Our community and the individual people in it are deeply important to me. Please do your part to make debate safe and welcoming for competitors, judges, coaches, family members, and friends. I am moody and can be a total jerk sometimes, and I'm not so completely naive to think everything is fluffy bunnies and we'll all be best friends forever after every round, but I really do believe this activity can be a place where we lift each other up, learn from our experiences, and become better people. If you're reading this, I care about you. I hope your participation in debate reflects both self-care and care for others.
(cw: self-harm)
Mental and emotional well-being are at a crisis point in society, and particularly within our activity. We have all lost friends and colleagues to burnout, breakdown, and at worst, self-harm. If you are debating in front of me, and contribute to societal stigmas surrounding mental health or belittle/bully your opponent in any way that is related to their emotional state or personal struggles with mental wellness, you will lose with minimum speaks. I can't make that any more clear. If you are presenting arguments related to suicide, depression, panic, or self-harm, you must give a content warning for me. I am not flexible on this and will absolutely use my ballot to enforce this expectation.

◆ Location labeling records
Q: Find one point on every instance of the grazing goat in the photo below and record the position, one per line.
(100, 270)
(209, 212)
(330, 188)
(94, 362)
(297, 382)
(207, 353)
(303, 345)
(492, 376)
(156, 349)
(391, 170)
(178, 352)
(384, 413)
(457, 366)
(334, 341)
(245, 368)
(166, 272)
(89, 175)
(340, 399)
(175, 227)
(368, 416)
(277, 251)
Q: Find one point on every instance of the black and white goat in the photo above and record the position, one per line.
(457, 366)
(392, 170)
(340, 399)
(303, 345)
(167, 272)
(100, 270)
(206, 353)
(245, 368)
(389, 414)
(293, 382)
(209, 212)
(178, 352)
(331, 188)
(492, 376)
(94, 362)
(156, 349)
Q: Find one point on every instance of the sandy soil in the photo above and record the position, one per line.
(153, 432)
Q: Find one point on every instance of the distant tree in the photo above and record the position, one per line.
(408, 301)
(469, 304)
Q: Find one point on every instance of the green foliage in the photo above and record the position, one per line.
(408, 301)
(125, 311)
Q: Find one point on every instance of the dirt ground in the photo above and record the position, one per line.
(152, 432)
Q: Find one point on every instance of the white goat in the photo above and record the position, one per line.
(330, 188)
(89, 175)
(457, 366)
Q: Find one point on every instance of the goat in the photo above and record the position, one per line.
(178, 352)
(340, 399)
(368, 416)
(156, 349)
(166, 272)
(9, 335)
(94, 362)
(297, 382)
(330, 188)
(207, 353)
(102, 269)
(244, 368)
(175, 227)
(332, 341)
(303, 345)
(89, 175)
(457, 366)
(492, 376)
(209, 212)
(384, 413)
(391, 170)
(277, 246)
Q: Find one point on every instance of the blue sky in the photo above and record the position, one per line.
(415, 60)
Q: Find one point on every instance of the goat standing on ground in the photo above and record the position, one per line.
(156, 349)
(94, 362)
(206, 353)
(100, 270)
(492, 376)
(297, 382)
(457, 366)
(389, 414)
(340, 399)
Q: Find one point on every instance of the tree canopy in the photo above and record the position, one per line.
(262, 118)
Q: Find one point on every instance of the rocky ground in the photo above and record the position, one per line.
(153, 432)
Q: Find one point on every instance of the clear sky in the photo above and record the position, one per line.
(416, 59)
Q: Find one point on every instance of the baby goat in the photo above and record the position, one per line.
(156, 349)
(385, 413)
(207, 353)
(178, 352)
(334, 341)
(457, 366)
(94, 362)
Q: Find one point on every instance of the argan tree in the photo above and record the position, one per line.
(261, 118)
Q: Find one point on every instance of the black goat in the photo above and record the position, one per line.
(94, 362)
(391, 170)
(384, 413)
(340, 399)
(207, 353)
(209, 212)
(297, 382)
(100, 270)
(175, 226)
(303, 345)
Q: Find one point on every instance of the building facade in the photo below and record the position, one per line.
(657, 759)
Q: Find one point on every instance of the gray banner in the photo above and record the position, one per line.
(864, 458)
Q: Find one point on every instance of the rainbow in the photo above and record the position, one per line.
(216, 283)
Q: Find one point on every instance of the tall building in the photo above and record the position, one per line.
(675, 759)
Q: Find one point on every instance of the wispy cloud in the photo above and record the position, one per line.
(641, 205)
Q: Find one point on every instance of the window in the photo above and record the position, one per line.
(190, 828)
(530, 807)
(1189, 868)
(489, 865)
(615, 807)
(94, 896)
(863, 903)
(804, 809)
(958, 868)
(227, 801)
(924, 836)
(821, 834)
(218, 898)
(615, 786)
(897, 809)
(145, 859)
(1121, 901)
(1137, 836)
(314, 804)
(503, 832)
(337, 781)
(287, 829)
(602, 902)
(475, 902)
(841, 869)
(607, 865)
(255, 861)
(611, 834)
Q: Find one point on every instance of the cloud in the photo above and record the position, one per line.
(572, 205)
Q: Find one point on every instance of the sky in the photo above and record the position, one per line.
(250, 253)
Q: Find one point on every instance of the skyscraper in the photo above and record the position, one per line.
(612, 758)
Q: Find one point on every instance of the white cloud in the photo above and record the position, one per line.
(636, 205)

◆ PROBLEMS TO WORK ON
A: According to the debate judging text, why will the judge penalize debaters who add to mental health stigma or belittle an opponent's emotional struggles? Answer in one to three sentences.
B: Print the part of the records that opens with the line containing "Q: Find one point on every instance of the gray" and runs through the end of the records.

◆ RESPONSES
A: Mental and emotional well-being are at a crisis point in society, and especially within debate. Everyone in the activity has lost friends and colleagues to burnout, breakdown, and, at worst, self-harm.

B:
Q: Find one point on every instance of the gray banner in the photo above and record the position, one per line.
(864, 458)
Q: Find one point on every instance of the rainbow in the photo above and record the position, one per line.
(216, 283)
Q: Find one point on every instance of the tall building in the photo above and record the position, one per line.
(675, 759)
Q: Find one point on every instance of the wispy cloud in the photo above and record the position, one per line.
(641, 205)
Q: Find one point on every instance of the window in the photo above and record the position, one per line.
(190, 828)
(530, 807)
(1189, 868)
(489, 865)
(615, 807)
(94, 896)
(863, 903)
(804, 809)
(958, 868)
(227, 801)
(924, 836)
(821, 834)
(218, 898)
(615, 786)
(897, 809)
(145, 859)
(1121, 901)
(1137, 836)
(314, 804)
(503, 832)
(337, 781)
(287, 829)
(602, 902)
(475, 902)
(841, 869)
(607, 865)
(255, 861)
(611, 834)
Q: Find one point on every instance of the cloud in the photo above and record the position, one per line.
(572, 205)
Q: Find one point on every instance of the sky in the photo above and record the position, one per line.
(250, 253)
Q: Find one point on every instance of the skyscraper in the photo above and record the position, one per line.
(612, 758)
Q: Find one point on every instance of the white cloud in the photo above and record the position, one per line.
(636, 205)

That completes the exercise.